## Begin PASSAGE PROVIDED

I am trying to make a bash script that should replace any occurrence of a given pattern with an other, given, expression in any path in a given directory. For instance, if I have the following tree structure:

.
|- file1
|- file-pattern-pattern.html
|- directory-pattern/
|  |- another-pattern
|  \- pattern.pattern
\- other-pattern/
   \- a-file-pattern

it should end up looking like

.
|- file1
|- file-expression-expression.html
|- directory-expression/
|  |- another-expression
|  \- expression.expression
\- other-expression/
   \- a-file-expression

The main issue I have is that most solution I have found make either usage of the ** glob pattern alongside with a shopt -s globstar nullglob or find to execute rename on all the files, but since I actually change the name of a directory during that operation, it breaks with messages like find: ./directory-pattern: No such file or directory or rename: ./directory-pattern/another-expression: not accessible: No such file or directory.

## End PASSAGE PROVIDED
## Begin MATERIAL PROVIDED

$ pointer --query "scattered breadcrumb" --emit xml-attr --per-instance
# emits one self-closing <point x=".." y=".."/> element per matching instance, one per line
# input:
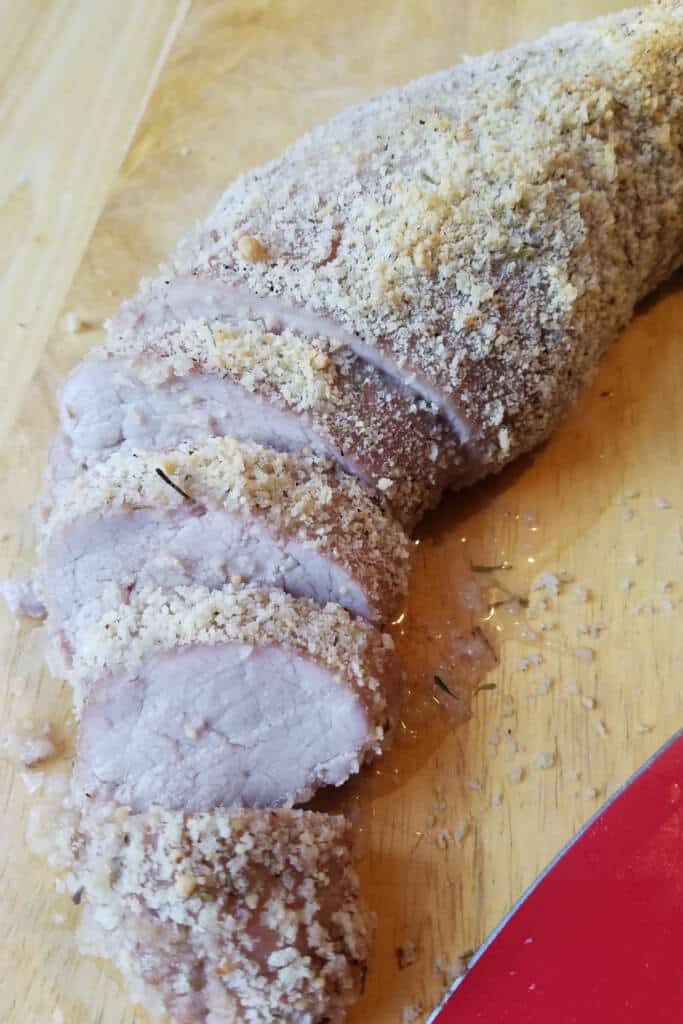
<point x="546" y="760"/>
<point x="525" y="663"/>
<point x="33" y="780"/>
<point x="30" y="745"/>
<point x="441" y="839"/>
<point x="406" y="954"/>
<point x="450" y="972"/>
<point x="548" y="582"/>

## End MATERIAL PROVIDED

REQUIREMENTS:
1. Present every line of the dataset listing as a Markdown table with the columns Row and Line, numbering the rows and skipping blank lines. Leave out the picture.
2. Extend the question about renaming matching paths with a bash script, starting after its last sentence.
The text and the dataset records have no connection to each other.

OUTPUTS IN ORDER:
1.
| Row | Line |
|---|---|
| 1 | $ pointer --query "scattered breadcrumb" --emit xml-attr --per-instance |
| 2 | # emits one self-closing <point x=".." y=".."/> element per matching instance, one per line |
| 3 | # input: |
| 4 | <point x="546" y="760"/> |
| 5 | <point x="525" y="663"/> |
| 6 | <point x="33" y="780"/> |
| 7 | <point x="30" y="745"/> |
| 8 | <point x="441" y="839"/> |
| 9 | <point x="406" y="954"/> |
| 10 | <point x="450" y="972"/> |
| 11 | <point x="548" y="582"/> |

2.
The second issue is that, according to rename'a man page, it "will rename the specified files by repalcing the first occurrence" of the pattern, not all occurrences, and I didn't find any option to overwrite this behavior. Of course, I don't want to "just run rename with -v until it doesn't spit anything anymore", which just sounds silly.

So the question is: how do I achieve that bulk-renaming in Bash?

CodePudding user response:

Edit: leave only the 1-pass solution that apparently works as well as the 2-passes.

You'll probably have to explore the hierarchy depth first. Example with find and a bash exec script:

$ find . -depth -name '*pattern*' -exec bash -c \
  'f=$(basename "$1"); d=$(dirname "$1"); \
   mv "$1" "$d/${f//pattern/expression}"' _ {} \;

Demo:

$ tree .
.
├── file-pattern-pattern.html
├── file1
├── foo-pattern
│   └── directory-pattern
│       ├── another-pattern
│       └── pattern.pattern
└── other-pattern
    └── a-file-pattern

$ find . -depth -name '*pattern*' -exec bash -c \
  'f=$(basename "$1"); d=$(dirname "$1"); \
   mv "$1" "$d/${f//pattern/expression}"' _ {} \;

$ tree .
.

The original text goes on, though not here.